Each record that comes next should be output exactly; pictures do not belong in the copy.

Records for the task Block Start

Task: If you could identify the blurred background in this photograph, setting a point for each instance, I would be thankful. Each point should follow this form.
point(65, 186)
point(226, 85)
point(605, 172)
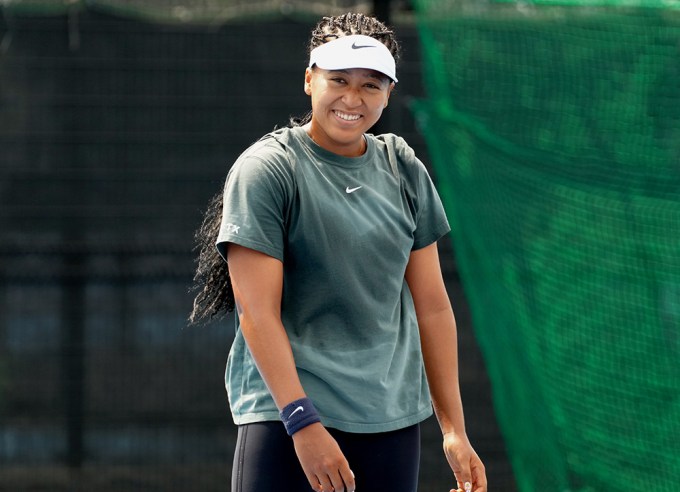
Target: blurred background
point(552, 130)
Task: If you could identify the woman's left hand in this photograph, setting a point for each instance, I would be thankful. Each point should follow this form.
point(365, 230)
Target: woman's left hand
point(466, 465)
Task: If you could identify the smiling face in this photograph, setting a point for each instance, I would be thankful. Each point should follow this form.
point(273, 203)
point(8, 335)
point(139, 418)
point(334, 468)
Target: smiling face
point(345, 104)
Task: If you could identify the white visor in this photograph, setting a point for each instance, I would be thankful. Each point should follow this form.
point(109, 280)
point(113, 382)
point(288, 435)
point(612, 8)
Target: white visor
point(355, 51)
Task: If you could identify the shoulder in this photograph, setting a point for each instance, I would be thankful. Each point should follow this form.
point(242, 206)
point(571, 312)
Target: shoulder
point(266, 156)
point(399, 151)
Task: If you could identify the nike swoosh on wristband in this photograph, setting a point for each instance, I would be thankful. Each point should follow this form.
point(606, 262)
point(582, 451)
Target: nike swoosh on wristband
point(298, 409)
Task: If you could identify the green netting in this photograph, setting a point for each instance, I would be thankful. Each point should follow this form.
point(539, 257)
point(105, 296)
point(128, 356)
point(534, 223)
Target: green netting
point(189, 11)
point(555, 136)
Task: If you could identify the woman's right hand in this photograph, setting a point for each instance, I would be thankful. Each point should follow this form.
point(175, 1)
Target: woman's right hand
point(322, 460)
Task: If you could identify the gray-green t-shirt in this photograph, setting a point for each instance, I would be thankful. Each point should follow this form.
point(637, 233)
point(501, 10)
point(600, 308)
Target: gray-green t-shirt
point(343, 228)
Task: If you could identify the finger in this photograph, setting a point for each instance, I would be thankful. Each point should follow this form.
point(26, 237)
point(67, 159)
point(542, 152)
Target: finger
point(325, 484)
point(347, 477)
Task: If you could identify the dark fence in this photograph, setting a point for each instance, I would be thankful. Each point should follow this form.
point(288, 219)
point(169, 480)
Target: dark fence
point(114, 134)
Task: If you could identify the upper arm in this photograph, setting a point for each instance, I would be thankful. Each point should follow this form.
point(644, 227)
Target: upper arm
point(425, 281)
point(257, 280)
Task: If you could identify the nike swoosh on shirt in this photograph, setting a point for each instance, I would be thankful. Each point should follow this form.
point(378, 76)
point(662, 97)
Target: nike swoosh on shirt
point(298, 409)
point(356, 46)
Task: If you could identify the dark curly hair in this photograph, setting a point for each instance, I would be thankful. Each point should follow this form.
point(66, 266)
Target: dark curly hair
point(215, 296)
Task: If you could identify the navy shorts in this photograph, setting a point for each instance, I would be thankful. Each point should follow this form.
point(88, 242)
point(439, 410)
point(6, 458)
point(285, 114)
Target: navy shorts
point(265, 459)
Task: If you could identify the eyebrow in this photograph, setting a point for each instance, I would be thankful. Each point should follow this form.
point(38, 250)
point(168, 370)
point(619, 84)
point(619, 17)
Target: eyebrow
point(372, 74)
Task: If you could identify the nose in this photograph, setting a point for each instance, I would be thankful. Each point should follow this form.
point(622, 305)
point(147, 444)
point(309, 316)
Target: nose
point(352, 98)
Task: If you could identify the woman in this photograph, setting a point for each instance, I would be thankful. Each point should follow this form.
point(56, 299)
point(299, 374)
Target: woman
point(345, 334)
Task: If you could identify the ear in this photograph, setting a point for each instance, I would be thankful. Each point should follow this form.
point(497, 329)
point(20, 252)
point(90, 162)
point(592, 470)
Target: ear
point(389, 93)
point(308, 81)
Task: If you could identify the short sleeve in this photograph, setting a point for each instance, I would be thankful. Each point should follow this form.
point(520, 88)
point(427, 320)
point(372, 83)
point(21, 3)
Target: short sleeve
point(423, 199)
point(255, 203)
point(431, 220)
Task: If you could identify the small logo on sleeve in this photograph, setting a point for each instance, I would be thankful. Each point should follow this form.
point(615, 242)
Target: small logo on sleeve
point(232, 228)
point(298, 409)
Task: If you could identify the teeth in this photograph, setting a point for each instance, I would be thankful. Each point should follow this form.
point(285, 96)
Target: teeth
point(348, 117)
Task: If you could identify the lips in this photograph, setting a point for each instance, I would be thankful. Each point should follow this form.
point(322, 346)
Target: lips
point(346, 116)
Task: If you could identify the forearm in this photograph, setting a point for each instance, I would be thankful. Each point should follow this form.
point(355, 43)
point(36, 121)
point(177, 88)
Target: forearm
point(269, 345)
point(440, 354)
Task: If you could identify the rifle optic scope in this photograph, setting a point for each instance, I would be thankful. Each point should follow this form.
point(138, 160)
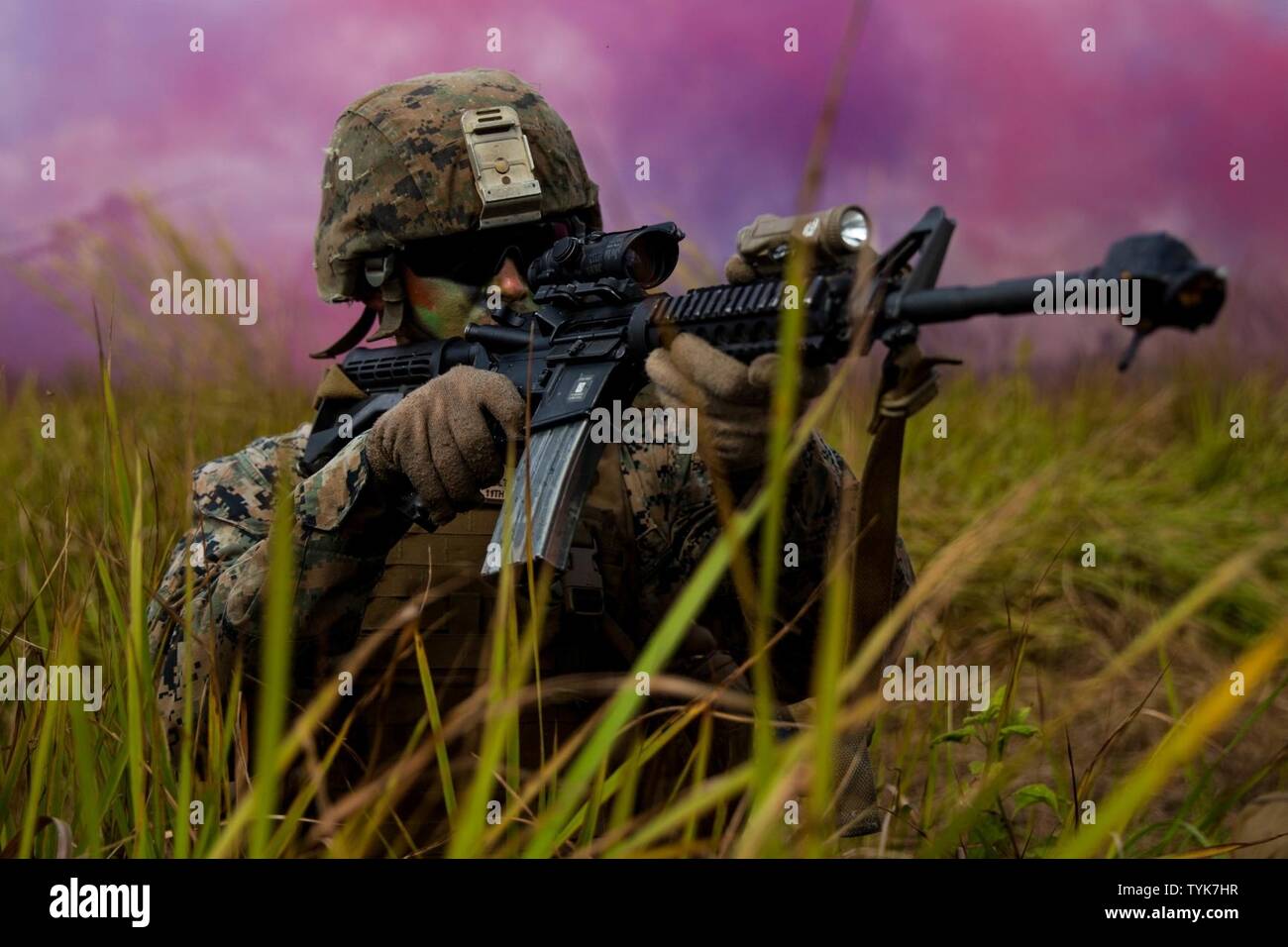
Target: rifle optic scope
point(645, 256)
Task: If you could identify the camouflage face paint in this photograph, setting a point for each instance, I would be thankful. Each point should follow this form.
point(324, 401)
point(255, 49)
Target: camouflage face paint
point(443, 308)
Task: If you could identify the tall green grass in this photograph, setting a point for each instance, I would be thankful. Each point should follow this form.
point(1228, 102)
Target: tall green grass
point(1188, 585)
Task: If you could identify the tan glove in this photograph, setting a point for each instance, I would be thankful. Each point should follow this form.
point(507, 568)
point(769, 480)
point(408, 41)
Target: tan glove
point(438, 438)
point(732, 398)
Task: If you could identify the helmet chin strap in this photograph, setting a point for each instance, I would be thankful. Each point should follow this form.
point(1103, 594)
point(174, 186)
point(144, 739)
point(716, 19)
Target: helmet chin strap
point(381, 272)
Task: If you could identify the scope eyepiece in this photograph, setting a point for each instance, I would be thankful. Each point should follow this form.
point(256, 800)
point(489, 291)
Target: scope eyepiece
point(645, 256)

Records for the task Block End

Reply to the exercise:
Task: If you could identify the blurred background in this photograph, setting a point for each instance, I would be thankful. Each point should follow this form.
point(65, 186)
point(226, 85)
point(605, 172)
Target: blurred background
point(552, 130)
Task: If you could identify the woman's left hand in this photograph, setting a point for each instance, I would be thankful. Each point should follow this form.
point(365, 230)
Target: woman's left hand
point(466, 465)
Task: If you could identify the smiling face in this photograph, setting a point for each instance, I would be thankful. Each point should follow this form.
point(273, 203)
point(8, 335)
point(139, 418)
point(334, 468)
Target: smiling face
point(345, 104)
Task: If you could identify the white visor in this photograph, setting a point for each instance, I would be thankful. Each point should follow this form.
point(109, 280)
point(113, 382)
point(288, 435)
point(612, 8)
Target: white visor
point(355, 51)
Task: If you could identify the shoulder in this photograph, setting a point for each instance, I would be thankful. Each point should follow this form.
point(242, 206)
point(571, 312)
Target: shoulder
point(266, 156)
point(399, 151)
Task: If you could identify the nike swoosh on wristband in this photograph, setting a point for each instance, I would be thankful. Each point should follow this form.
point(606, 262)
point(582, 451)
Target: nike swoosh on wristband
point(298, 409)
Task: If you could identify the green netting in this photograph, setting a point for each instance, I would be thankful. Each point should follow this form.
point(539, 257)
point(105, 296)
point(128, 356)
point(534, 223)
Target: green netting
point(189, 11)
point(555, 136)
Task: If you could identify the woman's right hand in this photograph, setting a point for each instance, I would be thankful. Each point should follow this form.
point(175, 1)
Target: woman's right hand
point(322, 460)
Task: If you could identify the gray-green t-shirt in this photograph, setting a point for each instance, I would be thankful. Each point should follow this form.
point(637, 233)
point(501, 10)
point(600, 308)
Target: gray-green t-shirt
point(343, 228)
Task: If you could identify the finger in this photograph, setting a point for each instance, I would be thankful. Each point should follow this form.
point(26, 237)
point(67, 159)
point(542, 152)
Target: finger
point(325, 484)
point(347, 477)
Task: If you could identify the dark fence in this photograph, setting a point for each instance, I would be thankful. Each point should follow this form.
point(288, 219)
point(169, 480)
Target: dark fence
point(114, 134)
Task: If you could identify the upper arm in this photograph, setting a point for each instance, I would be thankful. Each point should follow this form.
point(644, 227)
Target: upper arm
point(425, 281)
point(257, 280)
Task: If you could identify the nike swoosh on shirt in this photograph, setting a point for each instance, I would be thankful. Each point should follow this form.
point(378, 76)
point(662, 97)
Target: nike swoosh on shirt
point(298, 409)
point(356, 46)
Task: If you could identify the dark curly hair in this photograph, setting a point for each instance, I would be thankful. Each point should follow this form.
point(66, 266)
Target: dark curly hair
point(215, 296)
Task: If you could identify the navy shorts in this photograph, setting a point for each instance, I would be thankful. Each point should follow this form.
point(88, 242)
point(439, 410)
point(6, 458)
point(285, 114)
Target: navy shorts
point(265, 459)
Task: If you could identify the eyebrow in this photograph, setting a point for each instance, I would be thankful. Each point should follow this form.
point(38, 250)
point(168, 370)
point(619, 84)
point(619, 17)
Target: eyebrow
point(372, 74)
Task: If you could identify the nose in this photograph, setting a point for each instance, I would be thankful. Each point should follow this form.
point(622, 305)
point(147, 444)
point(309, 316)
Target: nose
point(352, 98)
Task: If you could identify the woman in this photograph, setting a point for each instance, I would be thankful. Each point should follow this form.
point(56, 299)
point(299, 374)
Target: woman
point(345, 334)
Task: If you could identify the ear in this photograph, setting a point for each instance, I would be thankful. Each point should follow this form.
point(497, 329)
point(20, 252)
point(90, 162)
point(592, 470)
Target: ear
point(389, 93)
point(308, 81)
Task: If you could identify the short sleeve in this photograph, setting a point for each instance, I would be thankful. Each point should follow this form.
point(520, 88)
point(427, 320)
point(372, 83)
point(21, 3)
Target: short sleeve
point(423, 199)
point(255, 203)
point(431, 220)
Task: If you could identify the small logo on sleeve in this photograph, setting a point for each instance, I would be thankful. Each point should follow this form.
point(615, 242)
Target: small logo on sleeve
point(232, 228)
point(298, 409)
Task: If you could identify the teeth in this photograph, setting a point for each instance, I would be thankful. Each point should follow this form.
point(285, 96)
Target: teeth
point(348, 117)
Task: If you could identify the lips in this photograph, setting a point for each instance, I would be thankful. Each point should follow this form.
point(322, 346)
Target: lips
point(346, 116)
Task: If you could identify the forearm in this photograph, setting a point for each instance, I would be thankful. Each point should follow this form.
point(355, 43)
point(36, 121)
point(177, 88)
Target: forearm
point(269, 345)
point(440, 354)
Task: If you could identify the rifle optic scope in this photograph, setting a point for each instance, I would be thankful. Each point should follow this form.
point(138, 160)
Target: rifle optic scope
point(645, 256)
Task: If you could identify the camouflage face paint in this photograph, setting a point for each instance, I would be thankful. Each point should follow this form.
point(324, 401)
point(255, 49)
Target: camouflage face paint
point(443, 308)
Task: If you could identify the tall green grass in this photograph, setting a point for each instance, I would be thankful. Each point should follow this form.
point(1228, 102)
Target: tall green grass
point(1188, 585)
Task: If you could identify the tan glove in this photograph, setting a point for each instance, I would be thankful. Each point should follow this form.
point(507, 568)
point(769, 480)
point(408, 41)
Target: tan glove
point(438, 438)
point(732, 398)
Task: If you could identify the helmet chin strap in this photograph, setting a point for each instance, I would be thankful. Each point should follow this form.
point(1103, 594)
point(174, 186)
point(144, 739)
point(716, 19)
Target: helmet chin strap
point(381, 272)
Task: If you could identify the scope eyepiece in this photograph, setting a point for each instance, I would be thankful. Each point should follow this form.
point(256, 800)
point(489, 291)
Target: scope eyepiece
point(645, 256)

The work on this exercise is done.